- [Stored data entries]:
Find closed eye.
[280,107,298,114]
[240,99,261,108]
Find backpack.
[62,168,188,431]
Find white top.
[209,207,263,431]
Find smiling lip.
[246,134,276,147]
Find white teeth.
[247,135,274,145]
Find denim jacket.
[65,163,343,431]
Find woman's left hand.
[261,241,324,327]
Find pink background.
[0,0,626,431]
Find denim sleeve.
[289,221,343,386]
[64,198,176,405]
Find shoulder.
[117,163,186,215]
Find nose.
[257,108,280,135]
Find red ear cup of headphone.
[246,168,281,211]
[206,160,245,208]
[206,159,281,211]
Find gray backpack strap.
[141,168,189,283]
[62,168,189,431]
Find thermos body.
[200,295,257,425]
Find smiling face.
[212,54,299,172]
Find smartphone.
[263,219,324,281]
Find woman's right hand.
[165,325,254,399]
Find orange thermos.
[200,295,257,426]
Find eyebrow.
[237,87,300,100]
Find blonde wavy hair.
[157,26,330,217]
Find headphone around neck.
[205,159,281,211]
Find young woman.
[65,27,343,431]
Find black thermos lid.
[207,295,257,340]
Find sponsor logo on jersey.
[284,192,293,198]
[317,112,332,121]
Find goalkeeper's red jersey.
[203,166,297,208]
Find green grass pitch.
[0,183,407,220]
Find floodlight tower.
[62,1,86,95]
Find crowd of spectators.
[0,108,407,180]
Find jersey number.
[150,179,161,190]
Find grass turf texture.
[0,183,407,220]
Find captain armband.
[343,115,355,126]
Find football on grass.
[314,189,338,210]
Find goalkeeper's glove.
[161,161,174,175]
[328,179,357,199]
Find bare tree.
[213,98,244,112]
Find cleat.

- [Task directions]: Copy out, word for word, everything from the line containing "Find shoulder." down to the final line of the rows, including both of those lines.

- [Task answer]:
Find shoulder.
[117,163,186,215]
Find nose.
[257,108,280,135]
Find red ear cup of headphone.
[246,168,281,211]
[206,160,245,208]
[206,159,281,211]
Find gray backpack strap.
[141,168,189,283]
[62,168,189,431]
Find thermos body.
[200,295,257,425]
Find smiling face.
[212,54,299,172]
Find smartphone.
[263,219,324,281]
Find woman's right hand.
[165,325,254,399]
Find orange thermos.
[200,295,257,426]
Find eyebrow.
[237,87,300,100]
Find blonde wavy hair.
[157,26,330,217]
Find headphone around neck.
[205,159,281,211]
Find young woman.
[65,27,343,431]
Find black thermos lid.
[207,295,257,340]
Find sponsor logo on jersey.
[284,192,293,198]
[317,112,332,121]
Find goalkeeper's red jersey.
[203,166,297,208]
Find green grass pitch.
[0,183,407,220]
Find floodlight tower.
[62,1,86,95]
Find crowd of spectators.
[0,108,407,180]
Find jersey number.
[150,179,161,190]
Find grass turf texture.
[0,183,407,220]
Find captain armband.
[343,115,355,126]
Find football on grass.
[314,189,338,210]
Find goalkeeper's glove.
[161,161,174,175]
[328,179,357,199]
Find bare tree.
[213,98,244,112]
Find cleat.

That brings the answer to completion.